● QUOTED PASSAGE
🔎 DeepScan: A Training-Free Framework for Visually Grounded Reasoning in Large Vision-Language Models

Official implementation of the CVPR 2026 paper

TL;DR. DeepScan is a training-free framework for visually grounded reasoning in LVLMs. Instead of relying on brittle one-shot, coarse-to-fine localization, it adopts a bottom-up pipeline: Hierarchical Scanning for cue discovery and evidence recovery, Refocusing for context-optimal evidence views, and Evidence-Enhanced Reasoning for final answer generation from multi-granular evidence memory. DeepScan achieves 90.6% on V* with Qwen2.5-VL-7B, and scales consistently across LVLM architectures and model sizes.

🔥 News

TODO. Release the evaluation scripts.
2026-03. The core codebase is open-sourced !
2026-02. DeepScan was accepted to CVPR 2026 main track.

👀 Overview

Humans often solve challenging visual problems in a bottom-up manner: they first identify subtle local cues, then recover the full evidence from those cues, and finally reason over the recovered evidence. DeepScan is built on the same intuition.

● GIVEN DATA
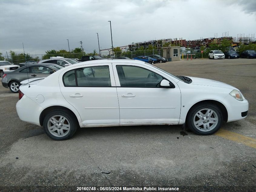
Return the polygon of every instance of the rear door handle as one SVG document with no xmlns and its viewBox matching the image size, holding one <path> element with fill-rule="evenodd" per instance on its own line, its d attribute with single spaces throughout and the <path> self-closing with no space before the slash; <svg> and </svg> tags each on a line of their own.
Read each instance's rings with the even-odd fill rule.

...

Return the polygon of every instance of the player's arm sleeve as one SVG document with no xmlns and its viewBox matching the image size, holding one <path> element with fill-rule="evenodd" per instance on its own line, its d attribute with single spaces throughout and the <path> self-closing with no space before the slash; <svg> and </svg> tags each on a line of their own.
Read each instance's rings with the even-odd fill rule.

● EXERCISE AIM
From the DeepScan description above, extract the passage between "Humans often solve" and "the same intuition.", inclusive, and reproduce it word for word.

● RESPONSE FOR THIS EXERCISE
Humans often solve challenging visual problems in a bottom-up manner: they first identify subtle local cues, then recover the full evidence from those cues, and finally reason over the recovered evidence. DeepScan is built on the same intuition.